Oleh : Ade Irma (Pemerhati Umat)
Dan terjadi lagi, kebijakan yang dilakukan pemerintah menuai pro dan kontra. Bagaimana tidak ditengah kondisi ekonomi masyarakat yang sulit pasca pandemi covid19 , kini harus dihadapkan dengan kebijakan yang seolah memaksa dan tentu menambah beban masyarakat.
Melansir dari Topswara.com -- Migrasi siaran televisi (TV) analog ke digital telah bergulir sejak tanggal 2 November 2022 pas bertepatan pukul 00.00 wib tengah malam dalam hitungan mundur yang disaksikan oleh Menteri Komunikasi dan Informatika (Menkominfo) Johnny G dan Menteri Koordinator Bidang Politik, Hukum, dan Keamanan Mahfud Md.
Pemadaman TV analog baru mencakup wilayah Jabodetabek, Riau (Kota Dumai, Kabupaten Bengkalis, Kabupaten Miranti), NTT (Kabupaten Timur Tengah Utara, Kabupaten Belu, Kabupaten Malaka), dan Papua Barat (Kota dan Kabupaten Sorong).
Setelah resmi pemerintah mematikan siaran TV analog dan bermigrasi ke TV digital, pro kontra tetap bergulir. Pasalnya rakyat kecil lah yang terdampak imbasnya, terlebih di tengah tsunami kemiskinan yang masih menjadi pekerjaan besar bagi pemerintah.
Untuk bermigrasi ke TV digital masyarakat harus beralih dari TV Tabung ke TV digital dan STB ( Set Top Box). Walaupun di beberapa titik wilayah sudah ada posko di bagikan STB gratis. Namun sudah menjadi rahasia umum ketika ada bantuan acapkali tidak tepat sasaran dan tidak optimal. Tidak semua masyarakat bisa mendapatkan STB gratis, yang akhirnya mereka harus membelinya.
Diberbagai wilayah masyarakat berebut mencari STB dengan langsung mendatangi toko elektronik atau membeli di toko online. Tingginya peminat STB dimanfaatkan sejumlah oknum untuk menaikkan harga dan melakukan penipuan.
Alih-alih memberikan kemudahan justru menambah beban masyarakat dan memberikan masalah yang baru. Lalu siapakah yang diuntungkan dalam migrasi TV Digital ini?
Pihak pertama yang diuntungkan tentunya pemerintah.

──────────

_Daftar Tugas_
a) Tuliskan kembali bagian teks tentang migrasi TV digital mulai dari "Untuk bermigrasi ke" sampai dengan "mereka harus membelinya.", dengan mengganti "STB" menjadi "dekoder".
b) Sebutkan semua kota dan kabupaten yang dicantumkan dalam tanda kurung setelah Riau dan NTT di teks tentang migrasi TV digital.
c) Menurut teks tentang migrasi TV digital, sejak kapan migrasi siaran TV analog ke digital bergulir?

_Cuplikan Data_
──────────

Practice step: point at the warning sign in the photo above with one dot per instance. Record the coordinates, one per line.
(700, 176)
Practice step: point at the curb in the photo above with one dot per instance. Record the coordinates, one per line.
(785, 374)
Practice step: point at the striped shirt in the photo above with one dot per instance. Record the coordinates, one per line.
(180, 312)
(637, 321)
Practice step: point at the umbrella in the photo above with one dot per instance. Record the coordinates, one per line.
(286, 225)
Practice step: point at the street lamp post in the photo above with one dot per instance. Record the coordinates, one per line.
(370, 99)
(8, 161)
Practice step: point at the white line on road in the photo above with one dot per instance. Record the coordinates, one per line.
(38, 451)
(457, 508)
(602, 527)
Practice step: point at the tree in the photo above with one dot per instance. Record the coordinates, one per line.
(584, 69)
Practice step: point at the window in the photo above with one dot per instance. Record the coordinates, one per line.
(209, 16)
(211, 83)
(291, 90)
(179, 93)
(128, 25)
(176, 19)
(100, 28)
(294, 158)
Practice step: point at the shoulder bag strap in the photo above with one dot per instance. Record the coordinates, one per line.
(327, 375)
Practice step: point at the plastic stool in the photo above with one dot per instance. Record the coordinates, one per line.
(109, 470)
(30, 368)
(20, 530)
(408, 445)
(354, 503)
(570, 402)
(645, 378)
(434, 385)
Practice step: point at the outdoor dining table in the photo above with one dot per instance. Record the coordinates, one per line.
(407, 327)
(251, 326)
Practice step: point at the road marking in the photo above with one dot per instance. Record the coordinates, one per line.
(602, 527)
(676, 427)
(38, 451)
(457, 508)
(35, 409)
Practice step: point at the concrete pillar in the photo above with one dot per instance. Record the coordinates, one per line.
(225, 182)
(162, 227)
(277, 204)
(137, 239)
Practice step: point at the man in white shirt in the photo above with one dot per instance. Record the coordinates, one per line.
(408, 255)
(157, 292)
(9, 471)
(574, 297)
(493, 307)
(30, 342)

──────────

_Jawaban Tugas_
a)
Untuk bermigrasi ke TV digital masyarakat harus beralih dari TV Tabung ke TV digital dan dekoder ( Set Top Box). Walaupun di beberapa titik wilayah sudah ada posko di bagikan dekoder gratis. Namun sudah menjadi rahasia umum ketika ada bantuan acapkali tidak tepat sasaran dan tidak optimal. Tidak semua masyarakat bisa mendapatkan dekoder gratis, yang akhirnya mereka harus membelinya.

b) Kota Dumai, Kabupaten Bengkalis, Kabupaten Miranti, Kabupaten Timur Tengah Utara, Kabupaten Belu, Kabupaten Malaka

c) Sejak tanggal 2 November 2022 pukul 00.00 WIB.